In the rows below, copy verbatim every line from the one containing "Return the mask of every instance of the spectator" through the one containing "Outlines of the spectator", including both of those lines.

Image outline annotation entries
"""
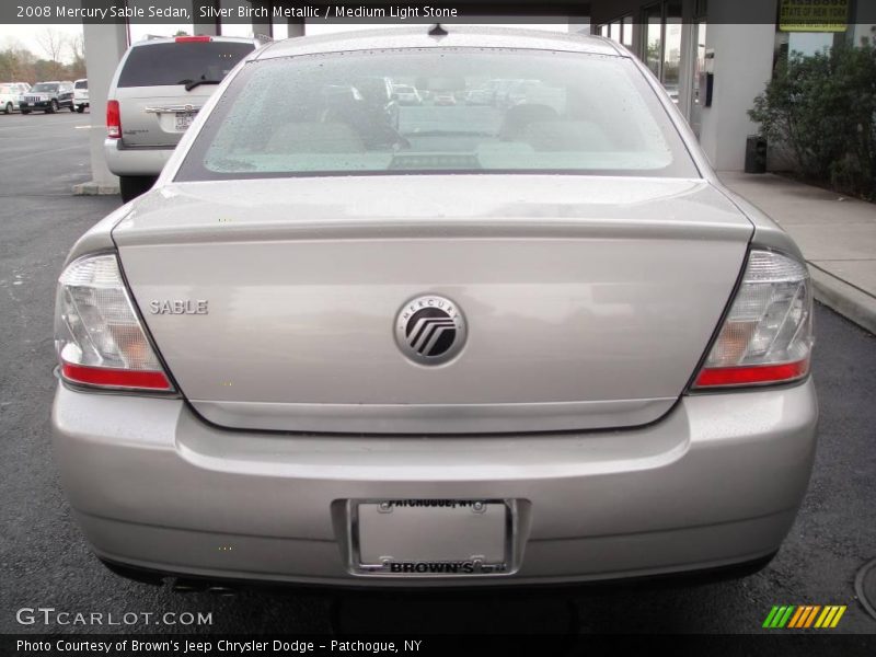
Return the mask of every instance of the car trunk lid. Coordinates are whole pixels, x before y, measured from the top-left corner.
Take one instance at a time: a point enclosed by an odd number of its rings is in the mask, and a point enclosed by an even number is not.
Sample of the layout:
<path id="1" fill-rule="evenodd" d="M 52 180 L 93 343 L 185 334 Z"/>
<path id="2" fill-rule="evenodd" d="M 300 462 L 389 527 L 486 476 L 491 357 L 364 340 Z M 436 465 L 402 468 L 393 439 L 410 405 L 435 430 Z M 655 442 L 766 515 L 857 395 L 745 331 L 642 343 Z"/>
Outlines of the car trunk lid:
<path id="1" fill-rule="evenodd" d="M 113 234 L 206 418 L 471 434 L 659 418 L 708 345 L 751 232 L 703 181 L 418 175 L 171 185 Z M 396 344 L 420 295 L 464 314 L 449 362 Z"/>

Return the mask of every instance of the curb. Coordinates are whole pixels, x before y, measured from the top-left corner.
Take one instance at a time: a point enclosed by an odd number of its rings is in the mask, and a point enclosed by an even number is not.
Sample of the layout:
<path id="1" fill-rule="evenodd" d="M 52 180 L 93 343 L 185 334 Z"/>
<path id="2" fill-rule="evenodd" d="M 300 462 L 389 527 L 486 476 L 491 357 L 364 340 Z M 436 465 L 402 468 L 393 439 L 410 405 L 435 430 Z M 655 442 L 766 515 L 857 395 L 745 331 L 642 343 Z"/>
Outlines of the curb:
<path id="1" fill-rule="evenodd" d="M 73 196 L 112 196 L 118 194 L 118 185 L 101 185 L 90 182 L 73 185 Z"/>
<path id="2" fill-rule="evenodd" d="M 816 300 L 876 334 L 876 298 L 825 272 L 818 265 L 807 264 Z"/>

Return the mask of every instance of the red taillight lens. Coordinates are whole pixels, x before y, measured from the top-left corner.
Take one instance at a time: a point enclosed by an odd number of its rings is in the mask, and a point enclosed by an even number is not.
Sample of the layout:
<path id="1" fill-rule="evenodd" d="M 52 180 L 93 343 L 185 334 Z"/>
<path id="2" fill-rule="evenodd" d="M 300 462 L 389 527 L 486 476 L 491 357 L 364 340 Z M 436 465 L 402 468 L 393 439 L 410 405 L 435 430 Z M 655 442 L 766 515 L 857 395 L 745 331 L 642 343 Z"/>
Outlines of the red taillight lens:
<path id="1" fill-rule="evenodd" d="M 694 389 L 802 379 L 812 348 L 809 272 L 782 253 L 753 250 Z"/>
<path id="2" fill-rule="evenodd" d="M 122 137 L 122 112 L 118 101 L 106 101 L 106 136 L 111 139 Z"/>
<path id="3" fill-rule="evenodd" d="M 55 346 L 71 383 L 172 391 L 128 297 L 114 254 L 71 263 L 58 280 Z"/>
<path id="4" fill-rule="evenodd" d="M 704 368 L 696 377 L 698 388 L 710 385 L 753 385 L 758 383 L 775 383 L 792 381 L 806 376 L 809 371 L 809 359 L 783 365 L 752 365 L 750 367 L 713 367 Z"/>
<path id="5" fill-rule="evenodd" d="M 103 388 L 139 388 L 149 390 L 172 390 L 173 388 L 164 372 L 83 367 L 64 360 L 61 360 L 61 376 L 72 383 Z"/>

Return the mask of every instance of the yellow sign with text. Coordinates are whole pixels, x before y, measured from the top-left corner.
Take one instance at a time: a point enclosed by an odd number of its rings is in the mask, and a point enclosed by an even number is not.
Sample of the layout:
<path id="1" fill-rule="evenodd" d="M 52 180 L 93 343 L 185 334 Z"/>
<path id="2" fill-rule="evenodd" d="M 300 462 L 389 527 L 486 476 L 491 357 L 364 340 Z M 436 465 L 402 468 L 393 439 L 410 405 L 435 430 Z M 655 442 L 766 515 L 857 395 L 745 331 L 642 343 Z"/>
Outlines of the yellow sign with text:
<path id="1" fill-rule="evenodd" d="M 781 0 L 782 32 L 845 32 L 851 0 Z"/>

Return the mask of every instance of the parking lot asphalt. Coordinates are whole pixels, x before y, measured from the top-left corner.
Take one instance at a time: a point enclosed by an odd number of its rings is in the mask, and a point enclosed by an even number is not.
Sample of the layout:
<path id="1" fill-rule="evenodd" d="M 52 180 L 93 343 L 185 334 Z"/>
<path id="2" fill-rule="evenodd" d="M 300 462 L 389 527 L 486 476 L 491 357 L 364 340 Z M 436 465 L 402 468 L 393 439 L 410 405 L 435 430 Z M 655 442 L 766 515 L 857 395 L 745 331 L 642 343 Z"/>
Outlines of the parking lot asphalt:
<path id="1" fill-rule="evenodd" d="M 55 280 L 74 240 L 120 204 L 70 194 L 89 177 L 88 123 L 88 114 L 0 116 L 0 633 L 751 633 L 773 604 L 806 603 L 848 604 L 834 632 L 876 633 L 876 620 L 854 598 L 855 573 L 876 556 L 876 338 L 822 307 L 816 311 L 821 420 L 815 473 L 782 551 L 753 576 L 693 587 L 253 589 L 221 597 L 111 574 L 70 518 L 49 439 Z M 27 607 L 211 612 L 212 624 L 20 625 L 16 610 Z"/>

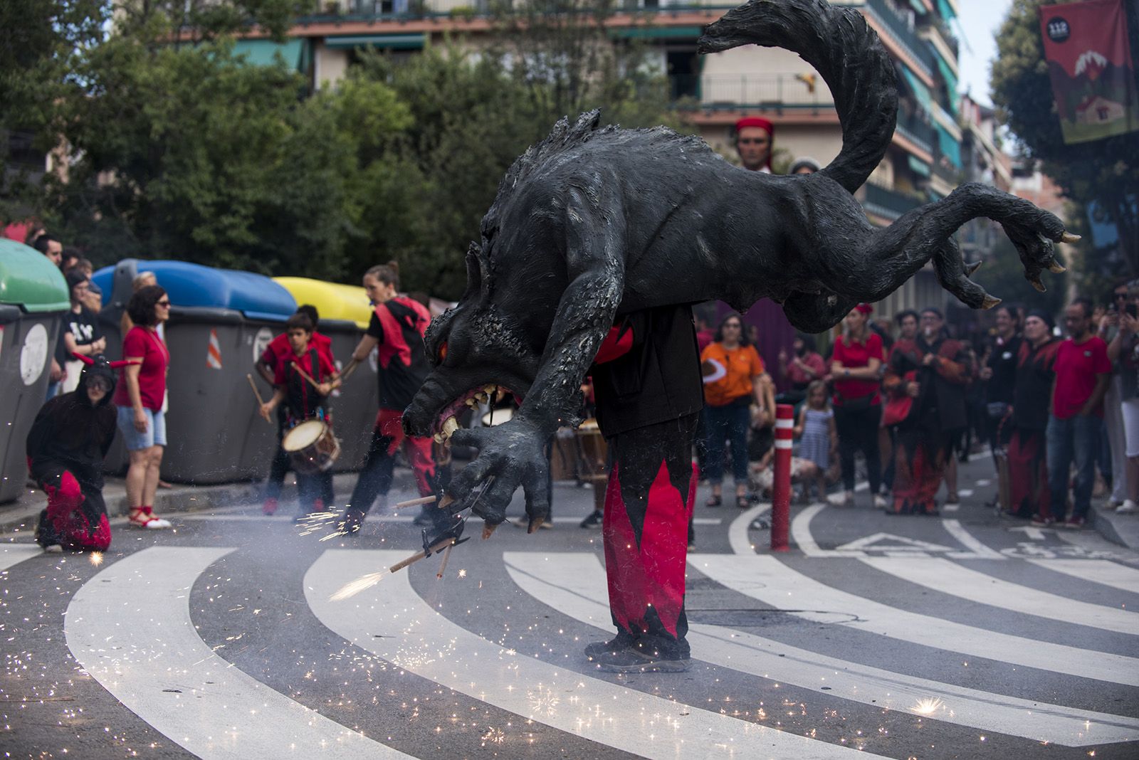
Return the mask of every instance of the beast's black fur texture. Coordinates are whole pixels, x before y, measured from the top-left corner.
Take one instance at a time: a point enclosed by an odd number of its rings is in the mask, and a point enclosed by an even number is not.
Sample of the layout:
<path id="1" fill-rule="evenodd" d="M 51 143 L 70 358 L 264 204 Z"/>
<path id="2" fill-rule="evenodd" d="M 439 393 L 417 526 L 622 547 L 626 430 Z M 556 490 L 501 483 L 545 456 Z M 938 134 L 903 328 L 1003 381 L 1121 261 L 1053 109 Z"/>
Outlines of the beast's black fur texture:
<path id="1" fill-rule="evenodd" d="M 820 172 L 748 172 L 664 127 L 598 129 L 597 111 L 559 121 L 507 172 L 467 255 L 467 291 L 427 331 L 435 369 L 403 418 L 428 435 L 472 388 L 525 396 L 511 422 L 454 433 L 481 451 L 451 484 L 457 507 L 493 476 L 476 507 L 489 522 L 503 519 L 519 485 L 532 524 L 548 514 L 542 446 L 573 421 L 580 382 L 623 313 L 708 299 L 744 311 L 769 297 L 797 329 L 820 332 L 931 259 L 947 290 L 989 307 L 997 299 L 968 279 L 952 239 L 978 216 L 1005 226 L 1033 283 L 1059 270 L 1063 223 L 985 185 L 961 185 L 885 229 L 869 223 L 851 193 L 885 154 L 898 96 L 890 57 L 858 11 L 751 0 L 708 25 L 699 50 L 749 43 L 794 50 L 830 86 L 843 149 Z"/>

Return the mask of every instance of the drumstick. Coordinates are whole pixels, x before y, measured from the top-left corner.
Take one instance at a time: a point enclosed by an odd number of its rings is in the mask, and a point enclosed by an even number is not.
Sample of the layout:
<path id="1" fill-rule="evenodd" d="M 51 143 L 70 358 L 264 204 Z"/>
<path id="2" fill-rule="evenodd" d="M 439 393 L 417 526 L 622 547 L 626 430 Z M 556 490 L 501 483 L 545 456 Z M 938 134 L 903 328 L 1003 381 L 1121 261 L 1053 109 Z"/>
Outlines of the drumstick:
<path id="1" fill-rule="evenodd" d="M 316 380 L 313 380 L 312 377 L 308 372 L 305 372 L 304 370 L 302 370 L 300 364 L 297 364 L 296 362 L 293 362 L 293 366 L 296 367 L 296 371 L 301 373 L 302 378 L 304 378 L 305 380 L 308 380 L 309 382 L 312 383 L 313 388 L 316 388 L 317 390 L 320 390 L 320 383 L 317 382 Z"/>
<path id="2" fill-rule="evenodd" d="M 396 502 L 395 509 L 402 510 L 404 506 L 417 506 L 419 504 L 431 504 L 435 501 L 434 496 L 420 496 L 419 498 L 409 498 L 405 502 Z"/>
<path id="3" fill-rule="evenodd" d="M 454 544 L 451 544 L 443 550 L 443 562 L 439 565 L 439 572 L 435 573 L 436 578 L 443 577 L 443 571 L 446 570 L 446 561 L 451 559 L 451 550 L 454 548 Z"/>
<path id="4" fill-rule="evenodd" d="M 453 546 L 453 545 L 454 545 L 454 539 L 453 538 L 444 538 L 443 540 L 441 540 L 440 543 L 437 543 L 437 544 L 435 544 L 434 546 L 431 547 L 431 553 L 434 554 L 435 552 L 437 552 L 437 551 L 440 551 L 442 548 L 446 548 L 448 546 Z M 387 570 L 388 570 L 388 572 L 399 572 L 403 568 L 408 567 L 409 564 L 411 564 L 413 562 L 418 562 L 419 560 L 424 559 L 425 556 L 427 556 L 427 552 L 416 552 L 415 554 L 412 554 L 408 559 L 401 560 L 400 562 L 396 562 L 395 564 L 393 564 Z"/>
<path id="5" fill-rule="evenodd" d="M 253 395 L 257 397 L 257 404 L 260 404 L 261 406 L 264 406 L 265 405 L 265 400 L 261 397 L 261 391 L 257 390 L 257 383 L 255 383 L 253 381 L 253 375 L 252 374 L 246 374 L 245 377 L 249 379 L 249 387 L 253 388 Z"/>

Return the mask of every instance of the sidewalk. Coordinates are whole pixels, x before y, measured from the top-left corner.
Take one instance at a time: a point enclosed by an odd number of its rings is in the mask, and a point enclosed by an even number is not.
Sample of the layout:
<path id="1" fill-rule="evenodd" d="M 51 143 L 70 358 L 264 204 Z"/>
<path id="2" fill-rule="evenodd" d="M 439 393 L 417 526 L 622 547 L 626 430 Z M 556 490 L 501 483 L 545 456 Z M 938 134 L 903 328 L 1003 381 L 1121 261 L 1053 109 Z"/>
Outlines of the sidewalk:
<path id="1" fill-rule="evenodd" d="M 347 499 L 355 486 L 357 473 L 345 472 L 333 476 L 333 493 L 337 499 Z M 285 490 L 281 495 L 282 509 L 296 498 L 294 476 L 285 478 Z M 178 512 L 196 512 L 240 504 L 261 503 L 261 482 L 235 482 L 218 486 L 194 486 L 174 484 L 173 488 L 159 488 L 155 495 L 154 511 L 161 515 Z M 415 490 L 415 479 L 409 468 L 396 466 L 392 482 L 393 491 Z M 107 478 L 103 488 L 103 497 L 107 503 L 107 513 L 112 518 L 125 517 L 130 511 L 126 502 L 126 482 L 122 478 Z M 47 507 L 48 497 L 43 491 L 27 488 L 15 502 L 0 504 L 0 532 L 27 532 L 35 530 L 40 511 Z"/>

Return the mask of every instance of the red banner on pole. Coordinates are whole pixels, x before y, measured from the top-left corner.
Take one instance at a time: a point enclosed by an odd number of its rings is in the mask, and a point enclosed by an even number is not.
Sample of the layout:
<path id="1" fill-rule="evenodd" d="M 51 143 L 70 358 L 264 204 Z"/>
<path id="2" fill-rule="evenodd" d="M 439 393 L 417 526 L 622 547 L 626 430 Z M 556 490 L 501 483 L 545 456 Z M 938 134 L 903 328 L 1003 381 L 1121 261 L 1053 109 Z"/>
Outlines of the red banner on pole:
<path id="1" fill-rule="evenodd" d="M 1139 130 L 1122 0 L 1041 6 L 1040 27 L 1064 142 Z"/>

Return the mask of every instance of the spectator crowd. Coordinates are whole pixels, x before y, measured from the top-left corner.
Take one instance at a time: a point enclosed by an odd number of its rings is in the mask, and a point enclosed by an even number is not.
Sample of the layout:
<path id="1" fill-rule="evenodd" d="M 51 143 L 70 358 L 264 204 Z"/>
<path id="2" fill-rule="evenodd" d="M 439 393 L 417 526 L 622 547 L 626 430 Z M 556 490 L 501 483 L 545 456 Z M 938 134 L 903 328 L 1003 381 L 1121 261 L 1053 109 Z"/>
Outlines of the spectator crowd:
<path id="1" fill-rule="evenodd" d="M 713 332 L 712 308 L 697 307 L 707 506 L 722 503 L 728 463 L 738 506 L 767 495 L 775 405 L 786 403 L 801 503 L 854 506 L 866 480 L 869 506 L 939 514 L 960 502 L 958 464 L 988 445 L 992 505 L 1009 517 L 1079 529 L 1093 494 L 1139 511 L 1139 280 L 1101 307 L 1074 299 L 1060 329 L 1001 305 L 986 331 L 954 334 L 935 307 L 875 319 L 860 304 L 833 342 L 798 334 L 771 371 L 744 319 L 729 313 Z"/>

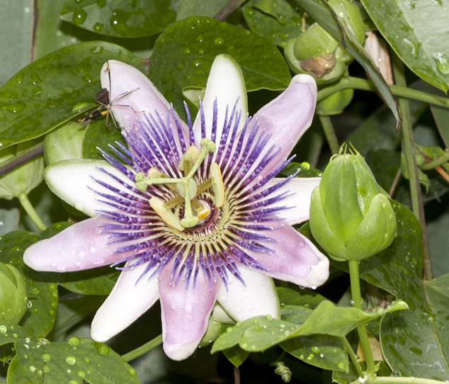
"""
_Complete answer:_
Return the mask of every instance of the spectator crowd. Coordinates are whole pixels, x before y, measured from the top-left corner.
Take one instance at a time: a point enclosed by an odd number of its rings is in the mask, and a point enclosed by an even number is not.
Sample of the layout:
<path id="1" fill-rule="evenodd" d="M 51 143 L 70 358 L 264 204 Z"/>
<path id="2" fill-rule="evenodd" d="M 439 393 L 417 526 L 622 547 L 626 430 Z M 556 490 L 501 483 L 545 456 Z M 938 134 L 903 328 L 1003 381 L 1121 261 L 1053 109 Z"/>
Outlines of the spectator crowd:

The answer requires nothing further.